Endostatin May Be Key to Preventing Prostate Cancer from Progressing to Worse Form

Endostatin May Be Key to Preventing Prostate Cancer from Progressing to Worse Form

A naturally occurring substance called endostatin may be the key to preventing prostate cancer from progressing to castration-resistant prostate cancer (CRPC), an advanced stage of the disease in which patients no longer respond to hormone therapies.

Endostatin can slow the growth of CRPC cell lines, and overcome resistance to androgen-deprivation therapies, by reducing oxidative stress in prostate cancer cells, researchers found. Oxidative stress refers to the body’s inability to produce enough antioxidants to counter harmful free radicals.

The study, “Endostatin inhibits androgen-independent prostate cancer growth by suppressing nuclear receptor-mediated oxidative stress,” was published in The FASEB Journal.

Almost all prostate cancer patients who are on androgen deprivation therapies become resistant to them over time. For such patients, who are deemed castration-resistant, treatment options are limited.

Researchers believe the oxidative stress induced by androgen-deprivation therapies contributes to CRPC development by reactivating androgen receptor signaling.

Because androgens appear to help protect against oxidative stress, several studies have reported an increase in oxygen reactive species when androgen levels are reduced.

Researchers at the University of Alabama at Birmingham hypothesized that the oxidative stress caused by lack of androgen could be triggered at the glucocorticoid receptor level. Since endostatin is known to interact with this receptor, if their hypothesis proved correct, endostatin would eliminate oxidative stress and reduce resistance to its use.

As expected, endostatin triggered physiological changes that eliminated oxidative stress from prostate cancer cells, and reduced levels of the androgen receptor. The researchers said endostatin was likely working by targeting both the androgen receptor and the glucocorticoid receptor.

They found that most of the cell machinery involved in destroying reactive-oxygen species was up-regulated — that is, had increased its response to endostatin. The team also found that the cells changed their metabolism to increase the amount of glucose they took in as their main energy source.

The researchers said endostatin may be most effective when given to prostate cancer patients at early stages, in combination with frontline androgen-deprivation therapy.

“We hope we can delay the onset of castration-resistant disease,” Selvarangan Ponnazhagen, PhD, a professor in UAB’s Department of Pathology, said in a press release. Ponnazhagen, who led the study, holds an endowed professorship in experimental cancer therapeutics.

Image-grounded pointing lines »
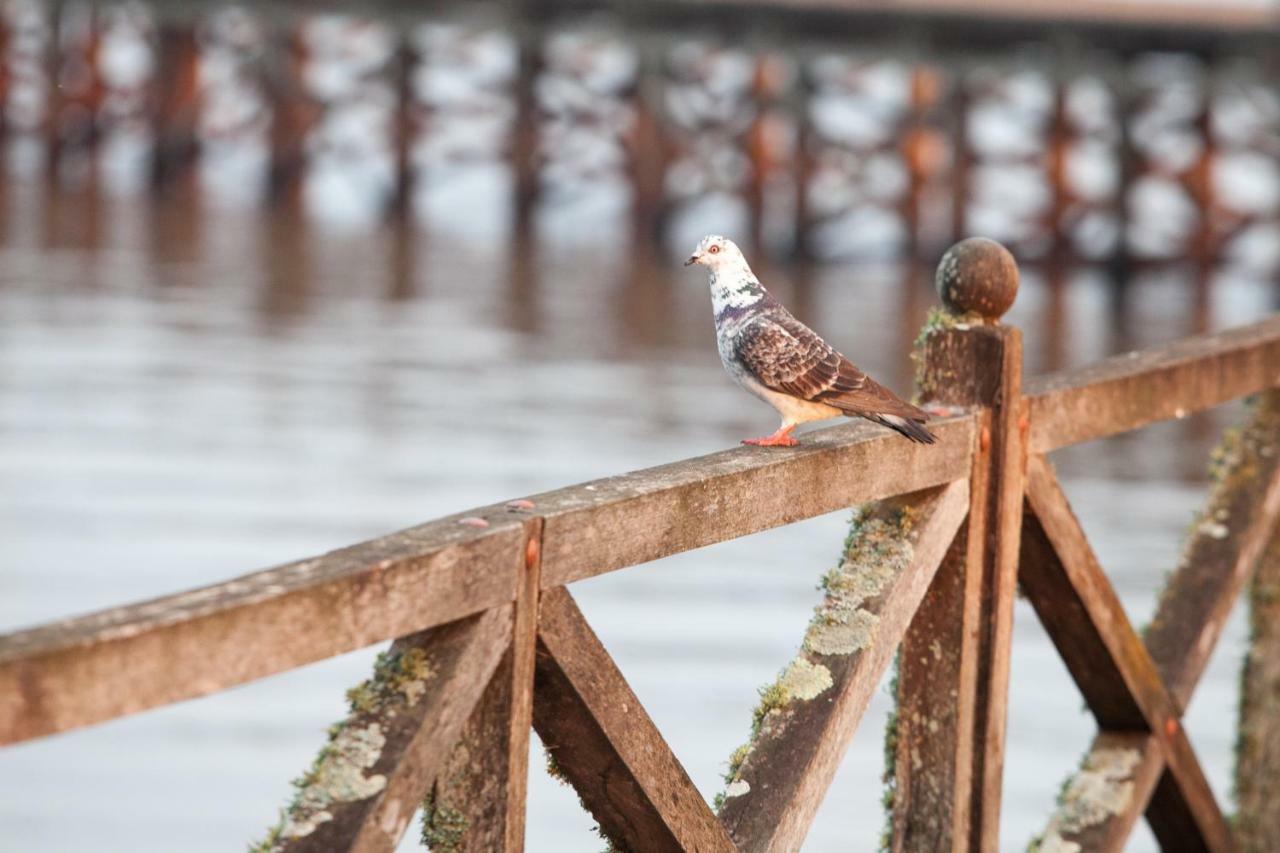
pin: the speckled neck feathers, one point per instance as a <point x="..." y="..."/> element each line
<point x="735" y="288"/>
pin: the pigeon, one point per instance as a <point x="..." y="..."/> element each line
<point x="785" y="363"/>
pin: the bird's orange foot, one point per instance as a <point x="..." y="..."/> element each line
<point x="781" y="438"/>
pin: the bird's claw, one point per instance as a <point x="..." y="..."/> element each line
<point x="772" y="441"/>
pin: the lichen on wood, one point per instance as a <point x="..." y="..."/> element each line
<point x="938" y="319"/>
<point x="443" y="825"/>
<point x="339" y="771"/>
<point x="1257" y="747"/>
<point x="1233" y="463"/>
<point x="1100" y="789"/>
<point x="877" y="550"/>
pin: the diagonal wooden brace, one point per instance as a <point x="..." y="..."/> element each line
<point x="821" y="697"/>
<point x="606" y="746"/>
<point x="394" y="743"/>
<point x="1083" y="616"/>
<point x="1217" y="559"/>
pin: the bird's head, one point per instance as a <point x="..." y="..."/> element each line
<point x="717" y="252"/>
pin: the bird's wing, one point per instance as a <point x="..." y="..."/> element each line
<point x="787" y="356"/>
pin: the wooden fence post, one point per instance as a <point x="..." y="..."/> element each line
<point x="954" y="666"/>
<point x="476" y="802"/>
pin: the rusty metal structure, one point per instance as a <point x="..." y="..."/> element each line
<point x="488" y="642"/>
<point x="1098" y="132"/>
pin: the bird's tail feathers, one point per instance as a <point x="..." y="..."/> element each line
<point x="910" y="428"/>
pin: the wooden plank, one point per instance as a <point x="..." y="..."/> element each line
<point x="932" y="780"/>
<point x="68" y="673"/>
<point x="603" y="743"/>
<point x="1182" y="635"/>
<point x="1082" y="615"/>
<point x="652" y="514"/>
<point x="73" y="673"/>
<point x="1257" y="784"/>
<point x="981" y="365"/>
<point x="807" y="720"/>
<point x="369" y="780"/>
<point x="1217" y="559"/>
<point x="1104" y="799"/>
<point x="1000" y="591"/>
<point x="1138" y="388"/>
<point x="478" y="799"/>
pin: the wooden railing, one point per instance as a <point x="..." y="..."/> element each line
<point x="490" y="642"/>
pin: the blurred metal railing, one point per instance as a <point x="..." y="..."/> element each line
<point x="489" y="643"/>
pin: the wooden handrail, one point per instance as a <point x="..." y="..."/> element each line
<point x="59" y="676"/>
<point x="483" y="621"/>
<point x="65" y="674"/>
<point x="1139" y="388"/>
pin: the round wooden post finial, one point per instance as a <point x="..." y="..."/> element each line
<point x="977" y="276"/>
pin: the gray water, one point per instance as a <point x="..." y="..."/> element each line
<point x="186" y="397"/>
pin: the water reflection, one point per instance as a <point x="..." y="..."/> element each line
<point x="188" y="392"/>
<point x="218" y="350"/>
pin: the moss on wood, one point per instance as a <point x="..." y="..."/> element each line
<point x="877" y="548"/>
<point x="339" y="772"/>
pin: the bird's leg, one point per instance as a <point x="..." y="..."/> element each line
<point x="781" y="438"/>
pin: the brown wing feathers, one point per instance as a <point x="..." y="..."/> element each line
<point x="789" y="356"/>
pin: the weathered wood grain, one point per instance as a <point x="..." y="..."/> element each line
<point x="635" y="518"/>
<point x="816" y="707"/>
<point x="80" y="671"/>
<point x="72" y="673"/>
<point x="394" y="743"/>
<point x="1257" y="758"/>
<point x="1197" y="598"/>
<point x="932" y="724"/>
<point x="979" y="365"/>
<point x="1102" y="801"/>
<point x="1106" y="657"/>
<point x="603" y="742"/>
<point x="1141" y="388"/>
<point x="478" y="801"/>
<point x="1219" y="556"/>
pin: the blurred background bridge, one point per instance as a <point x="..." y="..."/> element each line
<point x="282" y="278"/>
<point x="1091" y="131"/>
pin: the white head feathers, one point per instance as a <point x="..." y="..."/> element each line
<point x="734" y="284"/>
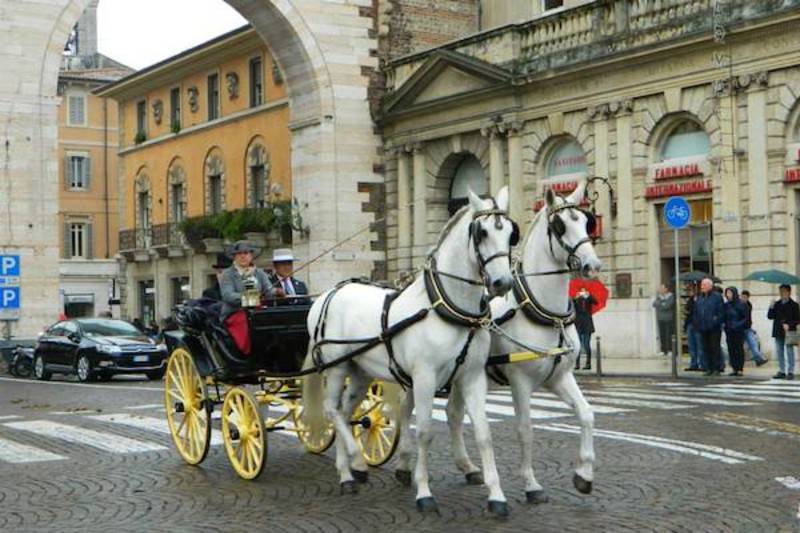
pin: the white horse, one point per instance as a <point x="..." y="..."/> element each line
<point x="448" y="344"/>
<point x="556" y="246"/>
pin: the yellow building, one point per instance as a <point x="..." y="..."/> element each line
<point x="88" y="199"/>
<point x="201" y="133"/>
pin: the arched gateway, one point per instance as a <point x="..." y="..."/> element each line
<point x="327" y="96"/>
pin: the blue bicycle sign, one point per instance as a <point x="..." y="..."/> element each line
<point x="677" y="212"/>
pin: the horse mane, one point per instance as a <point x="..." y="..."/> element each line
<point x="448" y="227"/>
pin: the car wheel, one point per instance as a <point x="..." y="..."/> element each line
<point x="83" y="369"/>
<point x="39" y="369"/>
<point x="155" y="375"/>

Directions » In the endostatin and prostate cancer article, reproduce the stretch from "Endostatin can slow" through "androgen receptor signaling.". The lines above have nothing to do with this.

Exercise answer »
Endostatin can slow the growth of CRPC cell lines, and overcome resistance to androgen-deprivation therapies, by reducing oxidative stress in prostate cancer cells, researchers found. Oxidative stress refers to the body’s inability to produce enough antioxidants to counter harmful free radicals.

The study, “Endostatin inhibits androgen-independent prostate cancer growth by suppressing nuclear receptor-mediated oxidative stress,” was published in The FASEB Journal.

Almost all prostate cancer patients who are on androgen deprivation therapies become resistant to them over time. For such patients, who are deemed castration-resistant, treatment options are limited.

Researchers believe the oxidative stress induced by androgen-deprivation therapies contributes to CRPC development by reactivating androgen receptor signaling.